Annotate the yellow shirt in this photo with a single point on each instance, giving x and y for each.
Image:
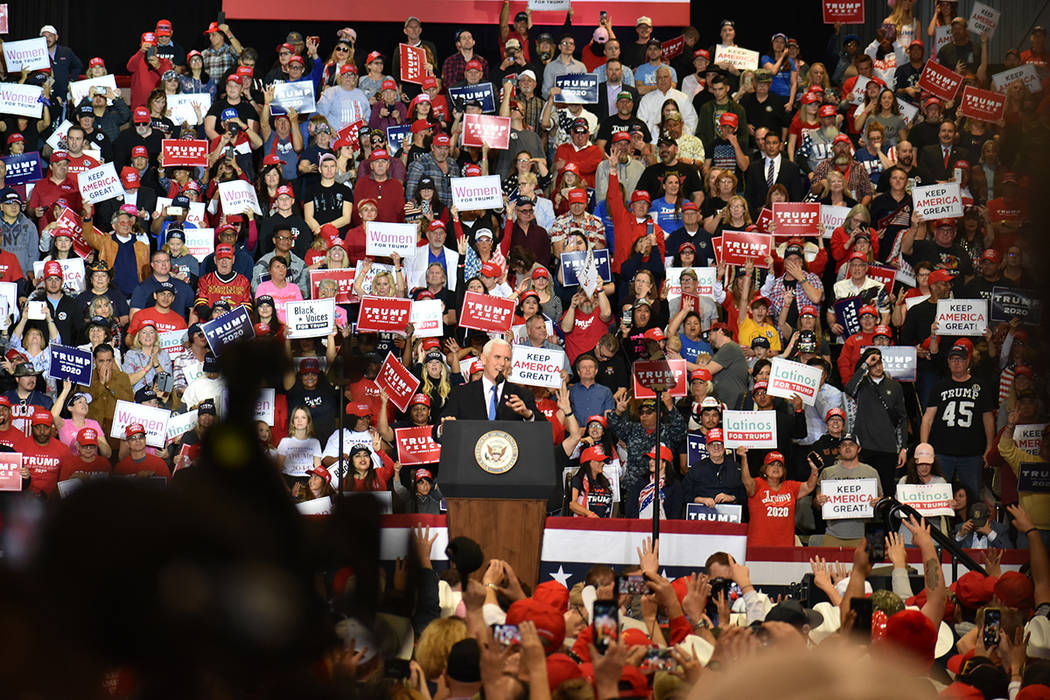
(748, 331)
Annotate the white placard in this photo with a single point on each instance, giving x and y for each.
(537, 366)
(941, 200)
(788, 378)
(100, 184)
(154, 420)
(929, 500)
(82, 88)
(28, 54)
(21, 100)
(237, 196)
(738, 57)
(750, 428)
(848, 499)
(381, 238)
(425, 318)
(476, 193)
(311, 318)
(962, 317)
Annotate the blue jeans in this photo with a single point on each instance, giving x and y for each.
(963, 469)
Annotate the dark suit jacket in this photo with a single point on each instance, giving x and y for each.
(756, 188)
(602, 108)
(931, 163)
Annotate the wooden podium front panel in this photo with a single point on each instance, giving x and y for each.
(509, 529)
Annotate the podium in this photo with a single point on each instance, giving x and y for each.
(497, 476)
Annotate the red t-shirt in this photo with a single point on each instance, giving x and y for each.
(43, 464)
(773, 514)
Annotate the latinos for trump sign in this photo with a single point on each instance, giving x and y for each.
(962, 317)
(381, 238)
(796, 218)
(383, 315)
(476, 193)
(750, 428)
(416, 445)
(940, 81)
(843, 12)
(578, 88)
(982, 105)
(537, 366)
(483, 312)
(941, 200)
(184, 152)
(848, 497)
(789, 378)
(397, 381)
(486, 130)
(71, 364)
(100, 184)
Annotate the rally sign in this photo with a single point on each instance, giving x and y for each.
(11, 471)
(486, 130)
(484, 312)
(187, 152)
(425, 318)
(397, 381)
(796, 218)
(537, 366)
(383, 315)
(578, 88)
(381, 238)
(23, 168)
(982, 105)
(738, 247)
(898, 361)
(1025, 73)
(343, 277)
(228, 329)
(754, 429)
(416, 445)
(297, 94)
(71, 364)
(28, 54)
(477, 193)
(983, 21)
(848, 499)
(572, 262)
(962, 317)
(154, 420)
(843, 12)
(413, 63)
(737, 57)
(788, 378)
(940, 81)
(237, 196)
(1008, 303)
(941, 200)
(481, 92)
(311, 318)
(100, 184)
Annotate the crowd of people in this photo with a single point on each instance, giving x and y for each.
(677, 151)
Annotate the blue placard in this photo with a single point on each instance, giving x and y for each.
(573, 261)
(483, 92)
(23, 168)
(396, 136)
(228, 329)
(71, 364)
(578, 88)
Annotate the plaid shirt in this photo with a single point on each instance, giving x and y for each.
(427, 167)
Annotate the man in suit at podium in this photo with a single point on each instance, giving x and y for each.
(491, 397)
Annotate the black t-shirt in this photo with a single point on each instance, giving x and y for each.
(959, 425)
(328, 200)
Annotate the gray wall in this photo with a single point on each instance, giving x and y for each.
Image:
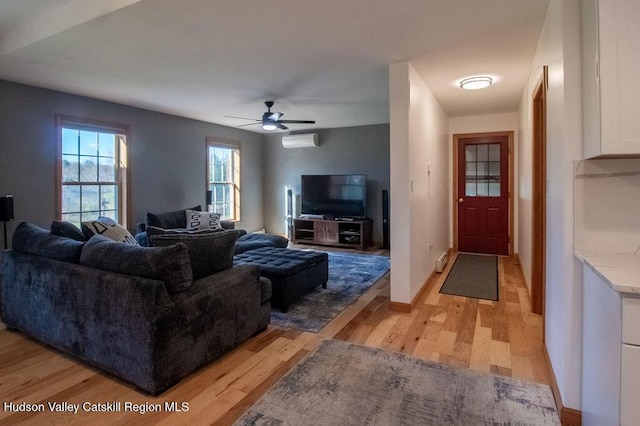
(363, 149)
(167, 155)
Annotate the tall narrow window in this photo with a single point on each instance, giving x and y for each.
(91, 171)
(223, 178)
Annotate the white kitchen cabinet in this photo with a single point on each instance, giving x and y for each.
(610, 64)
(610, 354)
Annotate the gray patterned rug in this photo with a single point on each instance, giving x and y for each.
(347, 384)
(350, 275)
(473, 275)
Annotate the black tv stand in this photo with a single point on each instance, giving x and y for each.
(345, 232)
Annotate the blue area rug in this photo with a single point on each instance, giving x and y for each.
(350, 275)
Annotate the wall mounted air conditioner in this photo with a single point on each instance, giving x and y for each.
(308, 140)
(441, 261)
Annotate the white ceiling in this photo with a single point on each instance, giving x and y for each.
(323, 60)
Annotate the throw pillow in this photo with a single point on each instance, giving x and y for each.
(152, 230)
(202, 220)
(209, 252)
(110, 229)
(168, 264)
(67, 229)
(168, 220)
(29, 238)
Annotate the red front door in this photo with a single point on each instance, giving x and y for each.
(483, 195)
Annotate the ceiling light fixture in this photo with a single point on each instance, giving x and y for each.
(268, 125)
(476, 82)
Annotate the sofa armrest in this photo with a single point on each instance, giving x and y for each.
(206, 321)
(103, 317)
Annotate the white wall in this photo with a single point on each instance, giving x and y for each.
(419, 199)
(607, 204)
(559, 48)
(483, 124)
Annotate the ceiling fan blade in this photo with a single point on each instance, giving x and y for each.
(298, 121)
(241, 118)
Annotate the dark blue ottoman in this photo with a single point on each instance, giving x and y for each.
(253, 241)
(292, 272)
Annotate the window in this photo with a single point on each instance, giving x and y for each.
(92, 171)
(223, 178)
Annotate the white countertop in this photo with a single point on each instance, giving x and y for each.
(620, 271)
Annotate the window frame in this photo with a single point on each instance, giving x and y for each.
(122, 159)
(236, 170)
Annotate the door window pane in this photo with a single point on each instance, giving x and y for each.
(482, 170)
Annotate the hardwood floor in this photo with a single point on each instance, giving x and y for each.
(502, 337)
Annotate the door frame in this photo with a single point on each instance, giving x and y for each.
(454, 159)
(539, 194)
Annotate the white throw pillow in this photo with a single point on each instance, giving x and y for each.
(202, 220)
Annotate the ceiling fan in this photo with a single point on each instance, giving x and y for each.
(271, 120)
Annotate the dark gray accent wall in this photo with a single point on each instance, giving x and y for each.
(167, 155)
(363, 149)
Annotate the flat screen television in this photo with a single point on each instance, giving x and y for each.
(341, 196)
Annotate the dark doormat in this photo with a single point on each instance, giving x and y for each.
(473, 275)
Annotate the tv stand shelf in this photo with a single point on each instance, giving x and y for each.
(339, 233)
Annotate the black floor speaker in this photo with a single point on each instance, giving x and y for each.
(385, 219)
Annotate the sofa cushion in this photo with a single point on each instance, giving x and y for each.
(173, 219)
(29, 238)
(168, 264)
(197, 220)
(67, 229)
(108, 228)
(209, 252)
(258, 240)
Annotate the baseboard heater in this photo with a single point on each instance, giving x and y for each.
(441, 261)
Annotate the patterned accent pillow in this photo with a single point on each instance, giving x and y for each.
(202, 220)
(110, 229)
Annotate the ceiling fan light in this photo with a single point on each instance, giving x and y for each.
(476, 83)
(268, 125)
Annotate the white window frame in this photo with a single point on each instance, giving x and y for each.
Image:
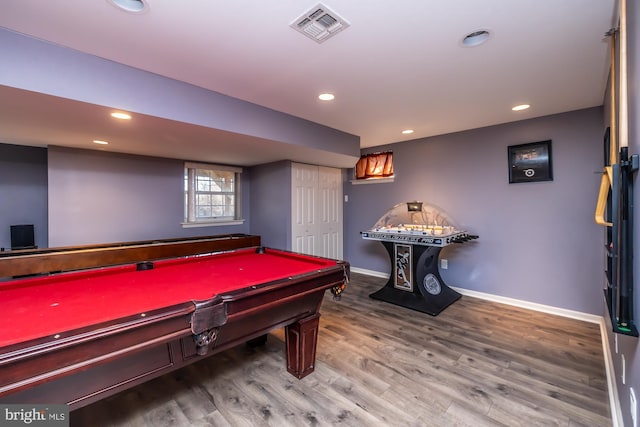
(190, 219)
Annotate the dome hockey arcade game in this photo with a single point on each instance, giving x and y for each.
(413, 235)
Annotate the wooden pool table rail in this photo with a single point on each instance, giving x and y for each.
(67, 258)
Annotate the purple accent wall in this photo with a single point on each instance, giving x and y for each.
(271, 204)
(23, 191)
(39, 66)
(538, 241)
(100, 197)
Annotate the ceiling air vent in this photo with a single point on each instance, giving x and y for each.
(319, 23)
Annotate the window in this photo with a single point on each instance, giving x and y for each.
(211, 194)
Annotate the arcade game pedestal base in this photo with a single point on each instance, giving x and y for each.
(415, 281)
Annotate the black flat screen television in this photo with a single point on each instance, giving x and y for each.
(22, 236)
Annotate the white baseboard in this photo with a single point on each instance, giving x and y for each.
(591, 318)
(614, 402)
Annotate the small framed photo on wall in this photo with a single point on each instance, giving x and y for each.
(530, 162)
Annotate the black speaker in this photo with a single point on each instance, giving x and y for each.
(22, 237)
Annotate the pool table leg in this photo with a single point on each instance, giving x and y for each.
(258, 341)
(301, 338)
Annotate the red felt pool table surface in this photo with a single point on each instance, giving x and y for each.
(44, 306)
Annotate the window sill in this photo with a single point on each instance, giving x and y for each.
(212, 223)
(372, 180)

# EXERCISE INSTRUCTIONS
Reproduce each line exactly, please, except for any pictures.

# RESULT OF THE EXERCISE
Annotate the yellow shirt in this photo with a single point on each instance, giving x and y for each.
Image:
(748, 331)
Annotate the white placard in this photo with a single point on each instance, giving x and y for each.
(537, 366)
(941, 200)
(788, 378)
(100, 184)
(154, 420)
(929, 500)
(82, 88)
(28, 54)
(21, 100)
(237, 196)
(738, 57)
(750, 428)
(848, 499)
(381, 238)
(425, 318)
(476, 193)
(311, 318)
(962, 317)
Annotate the blue jeans in this photo with a single point on each instance, giving x and y for each.
(963, 469)
Annotate the dark suit jacket in this photo with a single point on each instance, giving x and y for each.
(756, 188)
(602, 108)
(931, 163)
Annotate the wooden podium front panel in this photo with a single point on each instance, giving x and y for each.
(509, 529)
Annotate the podium in this photo with a single point on each instance, giving x and y for each.
(497, 476)
Annotate the red t-shirt in this photo with a single point on each instance, giving x and y for each.
(43, 464)
(773, 514)
Annotate the latinos for trump sign in this photo with a single point on each instance, giving x and y for each.
(962, 317)
(381, 238)
(796, 218)
(383, 315)
(476, 193)
(750, 428)
(416, 445)
(940, 81)
(843, 12)
(578, 88)
(982, 105)
(537, 366)
(483, 312)
(941, 200)
(184, 152)
(848, 497)
(789, 378)
(397, 381)
(486, 130)
(71, 364)
(100, 184)
Annotate the rally sign in this photo with a single point on each instance, giving x and y for each.
(11, 471)
(486, 130)
(484, 312)
(187, 152)
(425, 318)
(397, 381)
(796, 218)
(537, 366)
(383, 315)
(578, 88)
(381, 238)
(23, 168)
(982, 105)
(738, 247)
(898, 361)
(1025, 73)
(343, 277)
(228, 329)
(754, 429)
(416, 445)
(297, 94)
(71, 364)
(28, 54)
(477, 193)
(983, 21)
(848, 499)
(572, 262)
(962, 317)
(154, 420)
(843, 12)
(413, 63)
(737, 57)
(788, 378)
(940, 81)
(237, 196)
(1008, 303)
(941, 200)
(481, 92)
(311, 318)
(100, 184)
Annotate the crowd of people in this photo with a single point on each instance, giving x and y for each.
(677, 151)
Annotate the blue placard in this photo with a single point on each instance, giving x and y for each.
(573, 261)
(483, 92)
(23, 168)
(396, 136)
(228, 329)
(71, 364)
(578, 88)
Annotate the plaid shirt in this photo with a single point on each instance, giving x and y for each.
(427, 167)
Annotate the man in suit at podium in this photo with a single point on each instance, giving x and y for each.
(491, 397)
Annotate the black t-shirt in this photo with a single point on each instance, giving x and y for each.
(959, 425)
(328, 200)
Annotate the gray wall in this photo with a single point on each instance, giving x and y for each.
Image:
(363, 149)
(167, 155)
Annotate the tall narrow window in this photo with a single point on each instance, giving x and y for each.
(91, 171)
(223, 178)
Annotate the white kitchen cabinet in this photo with a single point on each instance, giving x and y for each.
(610, 64)
(610, 354)
Annotate the gray patterned rug in this photo with a single point on each instance, giving x and y for each.
(347, 384)
(350, 275)
(473, 275)
Annotate the black tv stand in this photo with a single point on each instance, giving x and y for each.
(345, 232)
Annotate the blue area rug in this photo with a single point on each instance, giving x and y for each.
(350, 275)
Annotate the wall mounted air conditioner in this photo with a single point on each instance, giving x and y for each.
(308, 140)
(441, 261)
Annotate the white ceiling in this photo with a single point on each instance, giving x and y for each.
(323, 60)
Annotate the throw pillow in this photo with a single point on each instance, giving x and y for each.
(152, 230)
(202, 220)
(209, 252)
(110, 229)
(168, 264)
(67, 229)
(168, 220)
(29, 238)
Annotate the red front door in this photo with a single point on each instance, giving x and y for each.
(483, 195)
Annotate the ceiling light fixture in this photo with a single point on each instance, giving x and y for each.
(268, 125)
(476, 82)
Annotate the sofa armrest in this photo with a single point on each instance, giving x and y for each.
(206, 321)
(103, 317)
Annotate the white wall in this photo with a single point on each instance, giving x and y for each.
(419, 199)
(607, 204)
(559, 48)
(483, 124)
Annotate the ceiling fan blade in this photo with a single point on each instance, giving x and y for each.
(298, 121)
(241, 118)
Annotate the dark blue ottoman in this photo with a single point on each instance, giving x and y for each.
(253, 241)
(292, 272)
Annotate the window in this photo with a single point on each instance, giving x and y for each.
(92, 171)
(223, 178)
Annotate the white countertop in this photo with a single point on each instance, giving x and y for each.
(620, 271)
Annotate the window frame in this photo with a single point on each instance, giving x and y for each.
(122, 159)
(236, 170)
Annotate the door window pane in this photo with a single point on each instance, giving x and y for each.
(482, 170)
Annotate the hardwood floor in this photo with a single point on each instance, giving x and y for each.
(502, 337)
Annotate the door frame in this photo with a single point on each instance, giving x and y for each.
(454, 159)
(539, 194)
Annotate the white throw pillow in this photo with a single point on each instance, giving x and y for each.
(202, 220)
Annotate the ceiling fan in this photo with a single point on each instance, giving x and y for each.
(271, 120)
Annotate the dark gray accent wall in this photo with a single point on each instance, giving x and y for each.
(167, 155)
(363, 149)
Annotate the flat screen television in this photo with a single point on each instance, giving x and y for each.
(341, 196)
Annotate the dark doormat in this photo with a single point on each instance, giving x and y for each.
(473, 275)
Annotate the tv stand shelf in this photo with a single point on each instance, giving x and y for each.
(339, 233)
Annotate the black floor speaker in this photo with a single point on each instance, giving x and y for each.
(385, 219)
Annotate the sofa cushion in this photo with a single point on each instance, giving x and y for each.
(173, 219)
(29, 238)
(168, 264)
(197, 220)
(67, 229)
(108, 228)
(209, 252)
(258, 240)
Annotate the baseboard heater in this photo with a single point on each instance, giving x and y for each.
(441, 261)
Annotate the patterned accent pillow in this photo with a single point on each instance, giving x and y for each.
(202, 220)
(110, 229)
Annotate the ceiling fan light in this photo with a single point on each instance, giving x and y for each.
(476, 83)
(268, 125)
Annotate the white window frame in this photo with a single point on each instance, giving x and y for each.
Image:
(190, 219)
Annotate the dome hockey arcade game in this photo with a single point on each instance, giving x and y for each.
(413, 235)
Annotate the wooden pool table rail in this photo with a single point on each instance, giving x and y for each.
(67, 258)
Annotate the purple accent wall in this photo with a single point on each instance, giving x and y for each.
(271, 204)
(23, 191)
(39, 66)
(538, 241)
(100, 197)
Annotate the ceiling air vent in this photo with a single point on each instance, giving x and y for each.
(319, 23)
Annotate the window in this photo with a single point on each instance, giving x and y for each.
(211, 194)
Annotate the arcade game pedestal base in this photo with a single point on each instance, giving x and y for each.
(415, 281)
Annotate the black flat screen television in this photo with a single point on each instance, giving x and y for each.
(22, 236)
Annotate the white baseboard in this photo with a single point on each instance, giving x and y for each.
(591, 318)
(614, 402)
Annotate the small framed photo on wall in this photo with a single point on each instance, giving x and y for each.
(530, 162)
Annotate the black speaker in this photo with a single point on each instance, giving x and y for each.
(22, 237)
Annotate the pool table leg in this photo with a single point on each instance, giving x and y for each.
(258, 341)
(301, 338)
Annotate the red felt pool table surface in this photo with a single point on each instance, giving x and y for each.
(44, 306)
Annotate the window sill in this photo with a single point on each instance, giving x and y for each.
(212, 223)
(372, 180)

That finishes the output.